# START OF Excerpt provided

What is session tracking?
Session tracking (for those who haven't heard of it) is a concept
which allows you to maintain a relation between 2 successive requests
made to a server on the Internet. Whenever a user browses any
website, he uses HTTP (the underlying protocol) for all the data
transfers taking place. This ofcourse is not important to the
user. But it is for you as a programmer. HTTP is a stateless protocol.
When a user requests for a page the server returns that web page
to the user. When the user once again clicks on a new link the
server once again sends the new page that was requested. The server
(because of the use of HTTP as the underlying protocol) has no
idea that these 2 successive requests have come from the same
user. The server is not at all bothered about who is asking for
the pages. All it does it return the page that has been requested.
This is exactly what stateless means. There is no connection between
2 successive requests on the Internet.
What does HTTP being stateless have to do with session tracking?
There are many instances where some sort of connection is required
between 2 requests made by a user. And since all transfers on
the WWW use HTTP at the lowest level this sort of connection cannot
be made. For example if you are at a website buying books online,
then you may add books to your Cart and continue searching for
more books. Every time you click on a new page your old selected
books in the Cart should not disappear. In case you use the default
way the WWW works, then since 2 successive request (by the same
user) have no connection, there would be no books in your Cart
every time you click on a new link. I mean every click would be
considered as a separate request and no having no relation to
previous request. Thus as you browse, all the information that
relates to you should be maintained and should be carried on as
you browse more and more. Your previous Shopping Cart contents
should be present when you want to add a new book to the Cart.
This is what session tracking enables you to do. It lets you maintain
a active session as long as you are browsing. And it gives HTTP
a sort of new quality with every successive request having some
relation to previous requests within the same session.

# END OF Excerpt provided
# START OF Data shown

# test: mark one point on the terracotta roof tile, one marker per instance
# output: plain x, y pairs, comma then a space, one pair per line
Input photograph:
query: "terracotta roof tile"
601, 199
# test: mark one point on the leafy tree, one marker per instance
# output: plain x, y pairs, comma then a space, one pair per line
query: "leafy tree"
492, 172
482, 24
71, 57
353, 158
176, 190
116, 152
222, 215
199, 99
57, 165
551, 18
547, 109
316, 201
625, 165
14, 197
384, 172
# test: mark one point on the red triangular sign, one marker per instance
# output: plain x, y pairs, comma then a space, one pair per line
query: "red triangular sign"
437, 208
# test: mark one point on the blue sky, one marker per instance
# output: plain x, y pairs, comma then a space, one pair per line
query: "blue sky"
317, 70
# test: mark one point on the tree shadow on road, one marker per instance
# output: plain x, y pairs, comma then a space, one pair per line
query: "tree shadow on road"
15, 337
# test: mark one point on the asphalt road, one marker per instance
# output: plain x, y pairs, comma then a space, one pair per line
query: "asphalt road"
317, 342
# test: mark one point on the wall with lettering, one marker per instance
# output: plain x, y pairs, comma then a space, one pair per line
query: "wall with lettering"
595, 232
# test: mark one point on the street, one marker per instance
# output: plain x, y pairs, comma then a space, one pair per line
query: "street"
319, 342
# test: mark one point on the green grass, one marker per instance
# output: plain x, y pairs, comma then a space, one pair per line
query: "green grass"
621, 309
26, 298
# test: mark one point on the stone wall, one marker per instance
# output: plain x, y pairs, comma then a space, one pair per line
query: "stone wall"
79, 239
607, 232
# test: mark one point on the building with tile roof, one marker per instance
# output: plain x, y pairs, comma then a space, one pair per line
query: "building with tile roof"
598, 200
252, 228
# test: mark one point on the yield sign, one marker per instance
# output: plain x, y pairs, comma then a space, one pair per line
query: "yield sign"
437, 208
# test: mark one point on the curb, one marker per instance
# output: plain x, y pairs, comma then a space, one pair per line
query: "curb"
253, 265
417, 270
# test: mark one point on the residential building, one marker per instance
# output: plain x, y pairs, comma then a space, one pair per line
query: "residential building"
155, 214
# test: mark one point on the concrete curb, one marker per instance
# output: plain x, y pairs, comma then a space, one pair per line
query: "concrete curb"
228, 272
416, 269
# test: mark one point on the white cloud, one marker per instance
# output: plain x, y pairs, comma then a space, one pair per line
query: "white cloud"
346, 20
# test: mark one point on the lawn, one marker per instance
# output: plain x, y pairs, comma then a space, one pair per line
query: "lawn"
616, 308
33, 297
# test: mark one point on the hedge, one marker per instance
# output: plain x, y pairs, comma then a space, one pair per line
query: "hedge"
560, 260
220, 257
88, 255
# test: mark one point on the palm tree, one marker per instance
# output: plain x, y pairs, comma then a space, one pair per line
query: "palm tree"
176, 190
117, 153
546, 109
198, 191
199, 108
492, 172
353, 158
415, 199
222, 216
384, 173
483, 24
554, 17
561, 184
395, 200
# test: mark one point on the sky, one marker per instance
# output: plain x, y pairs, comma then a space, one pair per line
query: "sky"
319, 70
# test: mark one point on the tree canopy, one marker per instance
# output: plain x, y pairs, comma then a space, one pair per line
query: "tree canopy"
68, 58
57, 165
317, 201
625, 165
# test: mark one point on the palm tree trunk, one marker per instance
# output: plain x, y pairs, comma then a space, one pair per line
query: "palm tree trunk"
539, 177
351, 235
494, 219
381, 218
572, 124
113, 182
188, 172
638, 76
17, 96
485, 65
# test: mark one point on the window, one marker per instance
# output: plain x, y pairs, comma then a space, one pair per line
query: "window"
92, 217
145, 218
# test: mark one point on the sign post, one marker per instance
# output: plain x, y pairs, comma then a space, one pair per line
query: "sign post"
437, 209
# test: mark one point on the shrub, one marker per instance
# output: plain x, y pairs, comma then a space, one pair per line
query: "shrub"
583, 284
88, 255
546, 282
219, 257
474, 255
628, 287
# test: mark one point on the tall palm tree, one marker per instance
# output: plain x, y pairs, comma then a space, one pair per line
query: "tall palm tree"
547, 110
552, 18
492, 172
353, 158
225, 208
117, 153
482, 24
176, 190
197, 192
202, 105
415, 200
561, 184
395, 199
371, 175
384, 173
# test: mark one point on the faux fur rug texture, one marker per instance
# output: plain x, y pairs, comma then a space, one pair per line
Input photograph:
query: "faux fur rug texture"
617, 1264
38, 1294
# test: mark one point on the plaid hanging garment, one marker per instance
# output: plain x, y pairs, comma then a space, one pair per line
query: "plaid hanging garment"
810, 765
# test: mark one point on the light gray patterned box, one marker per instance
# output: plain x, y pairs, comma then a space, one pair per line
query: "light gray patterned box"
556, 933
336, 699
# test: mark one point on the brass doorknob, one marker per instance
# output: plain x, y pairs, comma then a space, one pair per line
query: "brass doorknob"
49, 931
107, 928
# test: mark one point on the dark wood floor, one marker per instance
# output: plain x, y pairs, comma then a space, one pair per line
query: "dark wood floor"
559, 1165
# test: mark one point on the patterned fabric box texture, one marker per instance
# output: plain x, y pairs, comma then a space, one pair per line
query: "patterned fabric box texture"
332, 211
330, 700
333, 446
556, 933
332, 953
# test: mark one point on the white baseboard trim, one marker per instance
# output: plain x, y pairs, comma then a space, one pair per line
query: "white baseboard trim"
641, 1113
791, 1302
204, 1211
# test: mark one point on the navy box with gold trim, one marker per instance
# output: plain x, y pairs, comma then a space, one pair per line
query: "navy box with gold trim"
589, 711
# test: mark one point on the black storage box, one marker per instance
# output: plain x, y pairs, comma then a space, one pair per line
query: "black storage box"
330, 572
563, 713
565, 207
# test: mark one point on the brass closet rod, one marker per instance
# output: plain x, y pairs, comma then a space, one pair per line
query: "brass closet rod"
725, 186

# END OF Data shown

**Task requirements:**
1. For each statement below, state yes or no according to the session tracking excerpt, quoting the words that decide it: (a) HTTP is described as a stateless protocol. (b) The server keeps track of which user is requesting each page. (c) Session tracking lets you maintain an active session for as long as you are browsing.
2. According to the session tracking excerpt, which protocol does a user rely on for all data transfers while browsing a website?
3. Rewrite the paragraph of the session tracking excerpt that begins "There are many instances where some sort of connection is required" as a concise bulleted list, keeping its main facts.

**Response list:**
1.
(a) Yes: "HTTP is a stateless protocol."
(b) No: "The server is not at all bothered about who is asking for the pages."
(c) Yes: "It lets you maintain a active session as long as you are browsing."

2. HTTP.

3.
- Many situations require a connection between two requests made by the same user.
- Because all transfers on the WWW use HTTP at the lowest level, such a connection cannot be made by default.
- Example: when buying books online, a user adds books to a Cart and continues searching, and the selected books should not disappear on each new page.
- Under the default behavior of the WWW, each click is treated as a separate request unrelated to the previous one, so the Cart would be empty after every new link.
- Information relating to the user should therefore be maintained and carried forward while browsing, so that earlier Cart items remain when a new book is added.
- Session tracking makes this possible: it maintains an active session while the user browses and gives each successive request a relation to previous requests within the same session.